Part of a data file:
%%

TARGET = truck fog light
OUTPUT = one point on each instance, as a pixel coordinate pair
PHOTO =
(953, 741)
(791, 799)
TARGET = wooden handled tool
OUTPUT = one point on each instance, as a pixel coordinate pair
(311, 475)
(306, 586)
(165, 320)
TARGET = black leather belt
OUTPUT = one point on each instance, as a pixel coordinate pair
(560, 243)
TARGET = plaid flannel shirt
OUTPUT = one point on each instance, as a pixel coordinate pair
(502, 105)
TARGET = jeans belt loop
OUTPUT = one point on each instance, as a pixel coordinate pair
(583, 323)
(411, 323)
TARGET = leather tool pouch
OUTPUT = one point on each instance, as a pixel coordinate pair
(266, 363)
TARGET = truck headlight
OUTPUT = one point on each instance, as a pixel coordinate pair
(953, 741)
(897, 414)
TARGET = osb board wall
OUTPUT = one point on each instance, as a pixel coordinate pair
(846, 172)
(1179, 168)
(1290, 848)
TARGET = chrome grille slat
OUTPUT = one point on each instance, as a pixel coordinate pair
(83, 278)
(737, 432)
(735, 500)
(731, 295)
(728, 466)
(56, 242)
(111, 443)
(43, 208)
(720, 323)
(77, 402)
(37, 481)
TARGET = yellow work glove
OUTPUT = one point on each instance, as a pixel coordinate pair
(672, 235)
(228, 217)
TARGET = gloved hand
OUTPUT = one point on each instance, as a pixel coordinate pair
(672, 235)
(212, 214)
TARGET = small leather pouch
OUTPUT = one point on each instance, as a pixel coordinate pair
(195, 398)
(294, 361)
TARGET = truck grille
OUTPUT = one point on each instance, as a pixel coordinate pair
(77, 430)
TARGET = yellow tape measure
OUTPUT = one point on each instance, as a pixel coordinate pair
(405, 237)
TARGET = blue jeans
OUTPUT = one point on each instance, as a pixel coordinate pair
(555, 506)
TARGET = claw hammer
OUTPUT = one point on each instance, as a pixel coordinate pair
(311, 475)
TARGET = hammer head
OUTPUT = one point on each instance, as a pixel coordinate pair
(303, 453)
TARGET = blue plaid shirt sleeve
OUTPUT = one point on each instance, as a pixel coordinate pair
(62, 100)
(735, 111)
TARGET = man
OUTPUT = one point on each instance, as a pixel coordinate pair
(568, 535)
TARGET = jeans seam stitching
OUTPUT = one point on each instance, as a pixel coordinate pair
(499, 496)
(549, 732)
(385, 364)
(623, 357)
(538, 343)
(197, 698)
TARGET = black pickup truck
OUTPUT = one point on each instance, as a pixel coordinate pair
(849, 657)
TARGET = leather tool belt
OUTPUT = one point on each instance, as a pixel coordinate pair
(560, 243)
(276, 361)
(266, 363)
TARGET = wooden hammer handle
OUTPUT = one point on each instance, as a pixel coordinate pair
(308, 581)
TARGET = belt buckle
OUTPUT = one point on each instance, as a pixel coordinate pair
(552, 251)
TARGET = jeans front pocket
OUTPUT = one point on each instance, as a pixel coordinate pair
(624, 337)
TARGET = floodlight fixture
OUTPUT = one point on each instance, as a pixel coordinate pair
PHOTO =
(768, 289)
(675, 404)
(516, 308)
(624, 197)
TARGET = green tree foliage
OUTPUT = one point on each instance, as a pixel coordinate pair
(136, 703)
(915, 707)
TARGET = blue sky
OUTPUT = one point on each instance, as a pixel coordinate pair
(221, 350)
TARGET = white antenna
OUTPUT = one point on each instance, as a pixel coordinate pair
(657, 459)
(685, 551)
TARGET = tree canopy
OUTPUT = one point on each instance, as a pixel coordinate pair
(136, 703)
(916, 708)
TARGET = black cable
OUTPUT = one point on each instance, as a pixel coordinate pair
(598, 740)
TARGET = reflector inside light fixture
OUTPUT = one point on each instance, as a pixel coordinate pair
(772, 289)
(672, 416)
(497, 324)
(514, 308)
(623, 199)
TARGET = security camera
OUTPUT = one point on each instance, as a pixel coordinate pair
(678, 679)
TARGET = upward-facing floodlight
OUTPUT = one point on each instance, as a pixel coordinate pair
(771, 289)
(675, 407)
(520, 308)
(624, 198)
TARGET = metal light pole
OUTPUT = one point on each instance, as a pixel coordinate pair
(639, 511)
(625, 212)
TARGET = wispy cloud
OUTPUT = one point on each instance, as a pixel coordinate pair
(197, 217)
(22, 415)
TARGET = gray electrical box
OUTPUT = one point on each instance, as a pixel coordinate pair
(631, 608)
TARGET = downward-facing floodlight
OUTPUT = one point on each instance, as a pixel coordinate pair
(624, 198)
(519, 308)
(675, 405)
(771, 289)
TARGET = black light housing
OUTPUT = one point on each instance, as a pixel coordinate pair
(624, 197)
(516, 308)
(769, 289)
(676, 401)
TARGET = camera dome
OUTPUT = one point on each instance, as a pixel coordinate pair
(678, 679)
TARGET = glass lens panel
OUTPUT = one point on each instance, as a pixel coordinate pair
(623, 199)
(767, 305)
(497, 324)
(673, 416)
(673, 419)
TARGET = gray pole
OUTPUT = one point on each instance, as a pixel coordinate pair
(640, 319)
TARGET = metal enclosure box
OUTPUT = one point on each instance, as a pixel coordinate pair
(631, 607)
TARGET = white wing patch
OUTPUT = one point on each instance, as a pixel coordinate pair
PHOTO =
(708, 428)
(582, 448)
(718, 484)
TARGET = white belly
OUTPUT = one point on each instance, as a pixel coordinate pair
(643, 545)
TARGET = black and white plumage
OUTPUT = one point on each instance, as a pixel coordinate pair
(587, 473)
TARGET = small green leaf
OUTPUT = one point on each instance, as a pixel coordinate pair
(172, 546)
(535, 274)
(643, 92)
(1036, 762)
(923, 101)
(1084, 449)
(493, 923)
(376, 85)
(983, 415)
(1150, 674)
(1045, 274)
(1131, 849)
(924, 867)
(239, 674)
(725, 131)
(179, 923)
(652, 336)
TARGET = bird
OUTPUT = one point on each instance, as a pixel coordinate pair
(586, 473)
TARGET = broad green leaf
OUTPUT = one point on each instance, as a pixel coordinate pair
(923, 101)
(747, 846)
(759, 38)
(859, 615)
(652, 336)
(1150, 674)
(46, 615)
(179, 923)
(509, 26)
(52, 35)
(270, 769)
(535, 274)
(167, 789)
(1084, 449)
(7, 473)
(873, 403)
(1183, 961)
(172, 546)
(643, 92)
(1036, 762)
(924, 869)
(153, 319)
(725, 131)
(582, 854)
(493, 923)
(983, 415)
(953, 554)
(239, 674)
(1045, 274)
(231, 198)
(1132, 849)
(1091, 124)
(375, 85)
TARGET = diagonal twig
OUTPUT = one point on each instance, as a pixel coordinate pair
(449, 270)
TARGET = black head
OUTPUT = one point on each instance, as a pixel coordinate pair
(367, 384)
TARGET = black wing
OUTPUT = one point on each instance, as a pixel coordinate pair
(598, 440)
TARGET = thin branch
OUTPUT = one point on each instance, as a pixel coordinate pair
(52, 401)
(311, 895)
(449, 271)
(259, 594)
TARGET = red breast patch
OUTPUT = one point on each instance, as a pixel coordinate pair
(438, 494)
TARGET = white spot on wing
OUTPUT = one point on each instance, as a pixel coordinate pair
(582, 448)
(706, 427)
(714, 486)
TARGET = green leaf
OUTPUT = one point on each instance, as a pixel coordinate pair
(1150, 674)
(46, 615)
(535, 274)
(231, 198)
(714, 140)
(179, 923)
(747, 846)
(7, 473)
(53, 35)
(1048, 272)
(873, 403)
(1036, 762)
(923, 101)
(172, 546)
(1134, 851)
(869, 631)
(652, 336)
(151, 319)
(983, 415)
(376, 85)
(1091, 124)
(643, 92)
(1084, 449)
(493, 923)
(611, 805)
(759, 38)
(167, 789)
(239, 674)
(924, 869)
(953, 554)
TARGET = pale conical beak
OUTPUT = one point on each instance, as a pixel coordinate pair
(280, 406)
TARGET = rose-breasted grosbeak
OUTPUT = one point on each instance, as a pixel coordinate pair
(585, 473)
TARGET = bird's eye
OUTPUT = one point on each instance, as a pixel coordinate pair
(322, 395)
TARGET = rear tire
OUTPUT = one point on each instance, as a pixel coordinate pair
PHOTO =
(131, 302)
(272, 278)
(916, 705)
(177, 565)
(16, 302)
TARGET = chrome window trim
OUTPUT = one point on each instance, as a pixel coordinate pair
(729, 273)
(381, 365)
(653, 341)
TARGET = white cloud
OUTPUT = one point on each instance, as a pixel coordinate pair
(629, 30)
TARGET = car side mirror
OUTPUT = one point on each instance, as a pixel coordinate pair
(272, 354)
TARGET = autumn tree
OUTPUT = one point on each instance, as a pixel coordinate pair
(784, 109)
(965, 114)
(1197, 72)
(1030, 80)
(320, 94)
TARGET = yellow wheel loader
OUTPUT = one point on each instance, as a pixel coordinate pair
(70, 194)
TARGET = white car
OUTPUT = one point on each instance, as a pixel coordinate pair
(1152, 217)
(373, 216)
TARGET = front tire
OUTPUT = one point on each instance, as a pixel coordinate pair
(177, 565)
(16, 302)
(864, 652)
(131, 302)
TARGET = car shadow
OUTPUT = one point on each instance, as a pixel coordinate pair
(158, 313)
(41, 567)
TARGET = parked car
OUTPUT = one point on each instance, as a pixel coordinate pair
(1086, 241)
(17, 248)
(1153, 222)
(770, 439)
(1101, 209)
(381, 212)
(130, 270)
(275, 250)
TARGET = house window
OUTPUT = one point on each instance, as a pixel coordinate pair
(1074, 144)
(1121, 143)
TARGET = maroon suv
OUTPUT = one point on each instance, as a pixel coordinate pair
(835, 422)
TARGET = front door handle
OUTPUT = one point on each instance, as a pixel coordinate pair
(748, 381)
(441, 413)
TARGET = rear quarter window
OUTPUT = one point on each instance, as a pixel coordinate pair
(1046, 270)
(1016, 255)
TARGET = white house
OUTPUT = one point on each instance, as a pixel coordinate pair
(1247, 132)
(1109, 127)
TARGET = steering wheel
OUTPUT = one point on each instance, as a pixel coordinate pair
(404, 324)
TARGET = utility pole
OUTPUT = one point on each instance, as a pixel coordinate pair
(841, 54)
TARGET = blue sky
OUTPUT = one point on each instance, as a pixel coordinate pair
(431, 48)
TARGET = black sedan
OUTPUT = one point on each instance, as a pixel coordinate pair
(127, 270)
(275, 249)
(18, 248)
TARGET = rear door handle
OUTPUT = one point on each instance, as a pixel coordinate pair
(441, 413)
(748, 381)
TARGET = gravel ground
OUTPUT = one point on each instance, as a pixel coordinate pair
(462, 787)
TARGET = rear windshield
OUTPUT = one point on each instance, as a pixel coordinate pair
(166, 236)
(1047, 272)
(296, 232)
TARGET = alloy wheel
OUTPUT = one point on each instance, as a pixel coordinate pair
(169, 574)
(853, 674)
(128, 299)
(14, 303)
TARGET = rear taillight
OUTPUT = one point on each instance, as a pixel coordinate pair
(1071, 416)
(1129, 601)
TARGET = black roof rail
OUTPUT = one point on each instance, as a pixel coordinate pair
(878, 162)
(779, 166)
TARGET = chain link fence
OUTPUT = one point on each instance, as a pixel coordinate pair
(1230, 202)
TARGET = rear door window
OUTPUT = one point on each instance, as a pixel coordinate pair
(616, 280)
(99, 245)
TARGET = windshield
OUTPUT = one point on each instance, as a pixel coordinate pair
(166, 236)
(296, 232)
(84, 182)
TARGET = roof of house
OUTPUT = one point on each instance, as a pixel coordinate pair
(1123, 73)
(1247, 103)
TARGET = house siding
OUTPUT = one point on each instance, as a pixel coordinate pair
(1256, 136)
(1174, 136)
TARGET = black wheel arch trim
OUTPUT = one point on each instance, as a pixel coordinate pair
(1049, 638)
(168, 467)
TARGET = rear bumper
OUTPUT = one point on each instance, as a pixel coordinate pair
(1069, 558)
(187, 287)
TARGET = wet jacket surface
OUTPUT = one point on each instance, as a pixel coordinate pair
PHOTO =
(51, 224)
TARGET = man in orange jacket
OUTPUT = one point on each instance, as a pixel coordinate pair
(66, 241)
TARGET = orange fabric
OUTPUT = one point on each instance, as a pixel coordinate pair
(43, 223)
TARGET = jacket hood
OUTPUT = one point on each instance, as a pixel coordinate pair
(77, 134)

%%

• [Exercise] Turn everything from the line containing "TARGET = roof of house" down to the last line of the listing into a numbered list, including both of those lines and leaving out any blank lines.

• [Completed exercise]
1. TARGET = roof of house
2. OUTPUT = one point on each instance, as a pixel coordinate pair
3. (1123, 73)
4. (1247, 103)
5. TARGET = house siding
6. OUTPUT = one point on each instance, as a pixel coordinate pair
7. (1256, 136)
8. (1174, 136)
9. TARGET = black wheel arch trim
10. OUTPUT = one point on each instance, as a pixel coordinate pair
11. (1049, 638)
12. (168, 467)
13. TARGET = rear bumper
14. OUTPUT = one point on each instance, as a pixel coordinate pair
15. (1069, 558)
16. (187, 287)
17. TARGET = wet jacket surface
18. OUTPUT = one point on each instance, as a pixel coordinate pair
19. PHOTO =
20. (51, 224)
21. TARGET = man in orange jacket
22. OUTPUT = one point on each instance, as a pixel coordinate pair
23. (66, 241)
24. TARGET = orange fabric
25. OUTPUT = one point on each instance, as a pixel coordinate pair
26. (43, 223)
27. TARGET = jacket hood
28. OUTPUT = one point on each instance, as a pixel coordinate pair
29. (77, 134)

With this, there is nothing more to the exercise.